WHAT THE EXERCISE ASKS: Write the listing below out again word for word, without a single picture.

____________________

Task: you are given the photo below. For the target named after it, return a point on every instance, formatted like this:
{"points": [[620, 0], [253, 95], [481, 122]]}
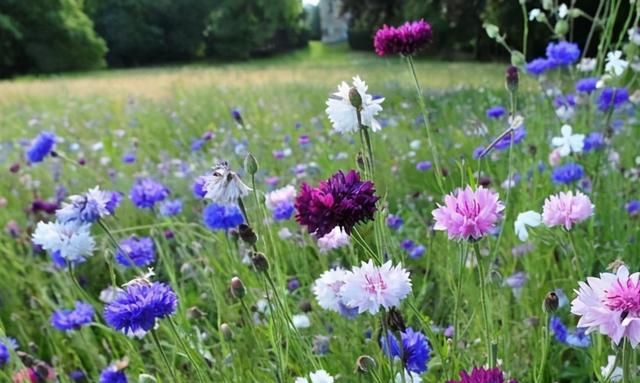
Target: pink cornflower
{"points": [[468, 214], [611, 305], [406, 39], [566, 209], [369, 286]]}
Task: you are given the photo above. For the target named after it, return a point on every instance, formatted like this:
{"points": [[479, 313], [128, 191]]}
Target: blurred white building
{"points": [[334, 25]]}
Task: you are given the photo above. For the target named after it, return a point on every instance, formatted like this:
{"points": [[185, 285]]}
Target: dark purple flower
{"points": [[406, 39], [135, 310], [342, 200]]}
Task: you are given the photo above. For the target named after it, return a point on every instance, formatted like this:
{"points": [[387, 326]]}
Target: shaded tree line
{"points": [[48, 36]]}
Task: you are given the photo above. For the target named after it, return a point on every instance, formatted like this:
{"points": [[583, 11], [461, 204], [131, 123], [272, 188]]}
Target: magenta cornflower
{"points": [[566, 209], [343, 200], [611, 305], [406, 39], [468, 214]]}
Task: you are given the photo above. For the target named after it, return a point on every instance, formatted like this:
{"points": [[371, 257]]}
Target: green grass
{"points": [[158, 112]]}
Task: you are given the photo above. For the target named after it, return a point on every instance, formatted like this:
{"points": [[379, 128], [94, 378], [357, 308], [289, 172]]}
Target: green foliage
{"points": [[47, 36]]}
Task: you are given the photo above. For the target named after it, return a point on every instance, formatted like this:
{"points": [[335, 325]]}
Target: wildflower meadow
{"points": [[330, 216]]}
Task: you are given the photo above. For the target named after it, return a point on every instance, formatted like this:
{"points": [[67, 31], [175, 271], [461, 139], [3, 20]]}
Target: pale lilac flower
{"points": [[468, 214], [335, 239], [566, 209], [369, 286], [610, 305]]}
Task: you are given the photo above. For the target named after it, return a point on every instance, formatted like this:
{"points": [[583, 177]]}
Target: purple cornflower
{"points": [[222, 217], [342, 200], [406, 39], [563, 53], [135, 310], [170, 208], [586, 85], [146, 192], [415, 352], [68, 320], [423, 166], [394, 222], [567, 174], [612, 98], [41, 146], [141, 251], [496, 112]]}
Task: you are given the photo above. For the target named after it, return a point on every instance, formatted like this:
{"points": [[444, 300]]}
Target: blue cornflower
{"points": [[140, 251], [135, 310], [586, 85], [170, 208], [414, 352], [394, 222], [496, 112], [112, 374], [538, 66], [41, 146], [593, 141], [221, 217], [563, 53], [567, 173], [612, 98], [68, 320], [146, 192]]}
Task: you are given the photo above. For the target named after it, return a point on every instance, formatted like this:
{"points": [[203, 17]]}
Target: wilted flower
{"points": [[611, 305], [468, 214], [344, 116], [566, 209]]}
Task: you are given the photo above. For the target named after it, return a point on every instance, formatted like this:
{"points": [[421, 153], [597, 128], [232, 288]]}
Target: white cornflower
{"points": [[224, 186], [343, 115], [528, 218], [369, 286], [568, 143], [615, 64], [70, 241]]}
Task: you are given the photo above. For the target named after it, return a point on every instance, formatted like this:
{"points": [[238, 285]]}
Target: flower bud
{"points": [[250, 164], [247, 234], [260, 261], [365, 364], [237, 288], [355, 98], [551, 302]]}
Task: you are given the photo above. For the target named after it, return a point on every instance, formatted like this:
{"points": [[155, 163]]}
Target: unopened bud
{"points": [[551, 302], [365, 364], [247, 234], [226, 332], [250, 164], [237, 288], [355, 98], [260, 261]]}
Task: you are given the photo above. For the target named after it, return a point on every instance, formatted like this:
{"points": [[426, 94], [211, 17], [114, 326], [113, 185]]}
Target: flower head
{"points": [[566, 209], [67, 319], [135, 310], [611, 305], [342, 200], [222, 217], [41, 146], [69, 241], [368, 287], [146, 192], [344, 116], [141, 251], [406, 39], [468, 214], [224, 186]]}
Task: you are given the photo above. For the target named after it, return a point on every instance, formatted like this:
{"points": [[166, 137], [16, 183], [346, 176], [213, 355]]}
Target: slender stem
{"points": [[154, 336], [483, 303]]}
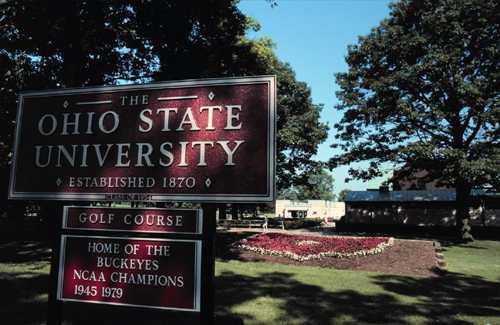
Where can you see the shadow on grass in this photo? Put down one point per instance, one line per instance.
(440, 299)
(24, 251)
(23, 298)
(444, 299)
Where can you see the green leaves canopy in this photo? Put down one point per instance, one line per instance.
(50, 44)
(422, 90)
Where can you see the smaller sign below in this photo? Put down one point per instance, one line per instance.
(144, 220)
(140, 272)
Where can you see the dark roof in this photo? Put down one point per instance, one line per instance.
(401, 196)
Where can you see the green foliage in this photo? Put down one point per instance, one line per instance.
(343, 195)
(422, 90)
(319, 186)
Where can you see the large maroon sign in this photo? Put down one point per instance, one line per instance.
(153, 273)
(201, 140)
(142, 220)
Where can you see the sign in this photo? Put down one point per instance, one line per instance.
(141, 220)
(200, 140)
(140, 272)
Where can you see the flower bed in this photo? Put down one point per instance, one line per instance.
(303, 248)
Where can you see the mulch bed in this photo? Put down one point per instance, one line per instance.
(404, 257)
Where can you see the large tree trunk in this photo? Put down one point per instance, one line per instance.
(462, 212)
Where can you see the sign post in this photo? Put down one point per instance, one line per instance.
(202, 141)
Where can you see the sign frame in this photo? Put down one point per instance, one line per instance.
(270, 80)
(197, 273)
(199, 221)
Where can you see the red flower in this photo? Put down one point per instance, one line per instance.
(313, 247)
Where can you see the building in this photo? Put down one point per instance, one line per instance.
(419, 207)
(319, 209)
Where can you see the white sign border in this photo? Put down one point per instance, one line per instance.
(197, 273)
(199, 220)
(159, 197)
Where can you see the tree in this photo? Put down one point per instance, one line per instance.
(212, 43)
(318, 187)
(343, 195)
(422, 90)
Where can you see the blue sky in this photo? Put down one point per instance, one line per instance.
(313, 37)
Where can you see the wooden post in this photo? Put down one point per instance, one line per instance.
(54, 213)
(207, 312)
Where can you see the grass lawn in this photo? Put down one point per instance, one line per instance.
(260, 293)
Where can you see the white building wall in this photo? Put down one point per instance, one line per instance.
(320, 209)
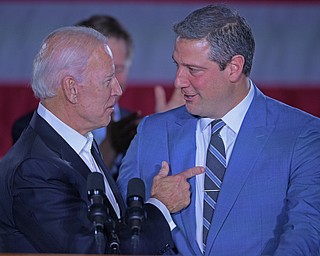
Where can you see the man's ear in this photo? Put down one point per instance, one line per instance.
(70, 90)
(236, 66)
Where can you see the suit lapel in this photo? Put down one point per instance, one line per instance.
(250, 141)
(97, 156)
(57, 144)
(182, 156)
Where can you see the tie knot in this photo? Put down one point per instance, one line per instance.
(217, 125)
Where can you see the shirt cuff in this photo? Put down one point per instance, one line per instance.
(164, 211)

____________________

RESPONSE TO THIS EXERCISE:
Task: you are given the photo below. For the target named after it, return a point on every instance, formatted like this:
{"points": [[620, 0], [253, 95], [481, 122]]}
Target: pink cornflower
{"points": [[468, 214], [611, 305], [406, 39], [566, 209], [369, 286]]}
Task: you are given the photo above. For the target named after it, return a point on every instance, formatted like this:
{"points": [[479, 313], [128, 191]]}
Target: blurred white building
{"points": [[334, 25]]}
Task: you are given the photo above. For the target named after it, return a point on every instance, formatted like this:
{"points": [[185, 285]]}
Target: dark purple flower
{"points": [[406, 39], [135, 310], [342, 200]]}
Task: you are given the photo above. For the target named after it, return a point on every instance, formatted like this:
{"points": [[387, 326]]}
Target: shaded tree line
{"points": [[48, 36]]}
Task: you are given the photo above. For the target named after it, return a point on every instance, formatted like this:
{"points": [[583, 11], [461, 204], [131, 123], [272, 188]]}
Target: magenta cornflower
{"points": [[566, 209], [343, 200], [611, 305], [406, 39], [468, 214]]}
Task: you are given the photo above. For the target named after it, return a point on every instance, formatted like this:
{"points": [[371, 257]]}
Target: green grass
{"points": [[158, 112]]}
Task: you are given the photo above. For the target named after it, return a point on every instance, formatted like this:
{"points": [[379, 128], [94, 378], [357, 308], [289, 172]]}
Target: green foliage
{"points": [[47, 36]]}
Task: you are given the photo above. For the target named after it, return a point on every instance, formatted like this:
{"points": [[335, 325]]}
Target: wildflower meadow
{"points": [[330, 216]]}
Task: you are given the photo above. For the target named after it, return a point on every instance, formatted like this:
{"points": [[67, 31], [175, 271], [461, 139], [3, 20]]}
Target: pale lilac flower
{"points": [[468, 214], [335, 239], [566, 209], [369, 286], [610, 305]]}
Task: you are given the photo above. For the target named after it, return a point on every instance, formatted like this:
{"points": [[583, 177]]}
Target: purple cornflower
{"points": [[222, 217], [342, 200], [406, 39], [563, 53], [135, 310], [170, 208], [586, 85], [146, 192], [415, 352], [68, 320], [423, 166], [394, 222], [567, 174], [612, 98], [41, 146], [141, 251], [496, 112]]}
Task: you are given the photo above. For the target named after it, return a point on every instance, formatted like this:
{"points": [[444, 300]]}
Target: blue cornflower
{"points": [[140, 251], [135, 310], [586, 85], [170, 208], [414, 352], [394, 222], [496, 112], [112, 374], [538, 66], [41, 146], [593, 141], [221, 217], [563, 53], [567, 173], [612, 98], [68, 320], [146, 192]]}
Task: you are given the photo above. For the target named after it, return a point on every instance, formatted like this:
{"points": [[203, 17]]}
Target: wilted flower
{"points": [[611, 305], [468, 214], [344, 116], [566, 209]]}
Task: you are given the photo above. For the target named after it, return a point on every instance, formatted like this:
{"points": [[421, 153], [597, 128], [232, 288]]}
Target: white cornflower
{"points": [[224, 186], [343, 115], [528, 218], [369, 286], [568, 143], [615, 64], [70, 241]]}
Task: you are given the photo above. For the target named after it, return a point on every instance, formatted like this:
{"points": [[238, 285]]}
Target: flower bud
{"points": [[250, 164], [247, 234], [260, 261], [365, 364], [237, 288], [355, 98], [551, 302]]}
Task: you are given the photo above. For the target named after it, return a point on every instance, formatted like this:
{"points": [[155, 163]]}
Target: unopened bud
{"points": [[551, 302], [365, 364], [247, 234], [226, 332], [250, 164], [237, 288], [355, 98], [260, 261]]}
Task: you are given the photo above. For the target named after it, return a point on every instance, formatted like this:
{"points": [[426, 94], [211, 17], [114, 326], [113, 185]]}
Target: flower head
{"points": [[566, 209], [67, 319], [135, 310], [611, 305], [342, 200], [222, 217], [41, 146], [69, 241], [368, 287], [146, 192], [344, 116], [141, 251], [406, 39], [468, 214], [224, 186]]}
Task: you are given the photo above. For the target named after it, return a point on every instance, formatted like this:
{"points": [[166, 137], [16, 183], [346, 176], [213, 355]]}
Target: slender stem
{"points": [[154, 336], [483, 303]]}
Where can you see the shadow on grass in this photo? Put down one point per instance, one line per instance.
(440, 299)
(24, 251)
(23, 298)
(444, 299)
Where can you see the green leaves canopy in this photo? Put down one point per instance, one line per instance.
(50, 44)
(422, 90)
Where can you see the smaller sign below in this photo? Put down one point per instance, one line per instance.
(144, 220)
(140, 272)
Where can you see the dark roof in this photo? Put down one point per instance, one line per instance.
(401, 196)
Where can you see the green foliage in this photo? Put down one point per instance, one line per instance.
(343, 195)
(422, 90)
(319, 186)
Where can you see the large maroon sign in this photo? Put down one point per instance, one line per instance.
(153, 273)
(201, 140)
(142, 220)
Where can you see the sign in this photo? Put down one point per instance, one line per instance.
(141, 220)
(200, 140)
(140, 272)
Where can you see the flower bed in this photo? Put down one point per instance, one line per instance.
(303, 248)
Where can you see the mulch bed in this photo? Put down one point per instance, one line per instance.
(404, 257)
Where can you see the large tree trunk in this photo? Put down one point per instance, one line per instance.
(462, 212)
Where can you see the sign post in this photo? Put down one point per instance, one line per instance.
(202, 141)
Where can you see the sign frame in this photo? Put down one point per instance, one line per instance.
(270, 80)
(197, 273)
(199, 221)
Where can you see the red flower in this photo? Put down one point per instance, one line per instance.
(313, 247)
Where can you see the building in this photo? Put down one point per instance, one line per instance.
(419, 207)
(319, 209)
Where can you see the white sign border in this photo? Put down one point per instance, one line per instance.
(197, 273)
(199, 220)
(159, 197)
Where can you see the tree in this photo? Put down one point per instance, one line per instance.
(212, 43)
(318, 187)
(343, 195)
(422, 90)
Where can you see the blue sky in this photo? Put down one point per instance, one line per instance.
(313, 37)
Where can you see the wooden post in this photo? Put down one point per instance, one line per instance.
(54, 213)
(207, 312)
Where can you see the grass lawn in this photo? Put down one point per instance, one line per instance.
(260, 293)
Where can you see the white building wall in this photo? Put down one point per instance, one line per instance.
(320, 209)
Where can you see the man's ear in this photo? Put down one point per instance, one line per instance.
(70, 90)
(236, 66)
Where can you see the suit lapel in this photo? Put down one point per instance, one line per instance.
(250, 141)
(97, 156)
(57, 144)
(182, 156)
Where can you see the tie knot in this photo? Put down one point per instance, one line per instance.
(217, 125)
Where can you see the shirt cuff in this photo? Put down one point per instance, one line per instance.
(164, 211)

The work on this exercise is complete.